• [AIM] Can you quote the records below in full, word for word?
— Begin PROVIDED RECORDS —
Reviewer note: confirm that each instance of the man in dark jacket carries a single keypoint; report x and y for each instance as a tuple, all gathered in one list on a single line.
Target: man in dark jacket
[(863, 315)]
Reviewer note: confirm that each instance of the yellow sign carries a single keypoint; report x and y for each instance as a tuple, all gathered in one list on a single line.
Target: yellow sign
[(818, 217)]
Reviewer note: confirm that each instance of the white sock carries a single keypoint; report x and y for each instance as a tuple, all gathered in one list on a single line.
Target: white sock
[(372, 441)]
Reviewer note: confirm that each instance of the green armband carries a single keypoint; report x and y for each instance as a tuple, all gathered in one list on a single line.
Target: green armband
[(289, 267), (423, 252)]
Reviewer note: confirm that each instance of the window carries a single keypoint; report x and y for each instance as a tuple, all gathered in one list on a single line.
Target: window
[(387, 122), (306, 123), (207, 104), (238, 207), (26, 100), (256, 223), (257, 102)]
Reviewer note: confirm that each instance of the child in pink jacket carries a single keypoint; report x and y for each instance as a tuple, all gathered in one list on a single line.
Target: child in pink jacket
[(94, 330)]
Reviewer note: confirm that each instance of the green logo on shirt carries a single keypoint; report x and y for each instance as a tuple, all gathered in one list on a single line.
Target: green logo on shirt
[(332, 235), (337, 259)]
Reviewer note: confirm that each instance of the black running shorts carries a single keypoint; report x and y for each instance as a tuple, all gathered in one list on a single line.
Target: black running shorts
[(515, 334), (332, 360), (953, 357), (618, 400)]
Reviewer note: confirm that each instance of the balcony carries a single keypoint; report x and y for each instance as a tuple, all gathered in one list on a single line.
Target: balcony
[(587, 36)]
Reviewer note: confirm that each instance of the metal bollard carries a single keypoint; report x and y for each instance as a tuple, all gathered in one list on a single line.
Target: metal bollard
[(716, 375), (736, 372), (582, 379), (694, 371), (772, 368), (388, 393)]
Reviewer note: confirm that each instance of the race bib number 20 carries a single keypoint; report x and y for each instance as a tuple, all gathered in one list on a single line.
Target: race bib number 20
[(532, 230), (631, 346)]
— End PROVIDED RECORDS —
• [FULL OUTPUT]
Reviewer note: confirm that each instance of the man in dark jacket carries a single keypoint; report x and y for each instance as a tuple, all gathered in one list on a single line.
Target: man in dark jacket
[(863, 315)]
Reviewer note: confirm that each instance of the yellow sign carries a single keypoint; report x and y for each instance as a tuple, all gathered in one list on a single line.
Target: yellow sign
[(818, 217)]
Reviewer note: confirm that each instance of the white sock carries a single keypoint; report x and y for each instance as a tuple, all gathered in one list on a single line.
Target: white sock
[(372, 441)]
Reviewer note: confirm that each instance of the green armband carries a single keypoint; report x and y for each instance as a tuple, all gathered in one list on a single line.
Target: green armband
[(289, 267), (423, 252)]
Reviewer note: confirm that each instance of the window carries a single keypoint; report x and y for each instance as a tuple, all gathered in one list on a single line.
Target: window
[(387, 122), (306, 123), (207, 104), (238, 207), (26, 100), (256, 223), (257, 102)]
Reviewer note: confirm that each instance of the child in pink jacket carries a single keypoint; report x and y for each instance as a tuple, all gathered in one list on a single line.
Target: child in pink jacket
[(94, 330)]
Reviewer note: confirm that each instance of the green logo on shirt carries a single keypoint; report x and y for each instance as a tuple, all gathered in one list on a single line.
Target: green logo on shirt
[(332, 235), (337, 259)]
Reviewer note: confirm that each instance of the black running shorts carries a single keypoint; report x and y for each instance as a tuple, all gathered in one list on a single line.
Target: black running shorts
[(515, 334), (332, 360), (953, 357), (618, 400)]
Reviewer note: confirm that each instance of the balcony carries a single keypoint; report x and y for each instance as a tuple, all gathered in one list on a single line.
Target: balcony
[(587, 36)]
Reviewer note: confirm that each instance of the metal bollard carries a single keypoint; report x and y for each instance as a tuple, all gathered in one list on a single line.
Target: metal bollard
[(716, 375), (736, 372), (582, 379), (694, 371), (772, 368), (388, 393)]
Reviewer note: confirm that each instance of the race bib number 20 carries a single keypoint; report x and y for each instance as a tuple, all gathered in one list on a single line.
Target: race bib number 20
[(532, 230), (631, 346)]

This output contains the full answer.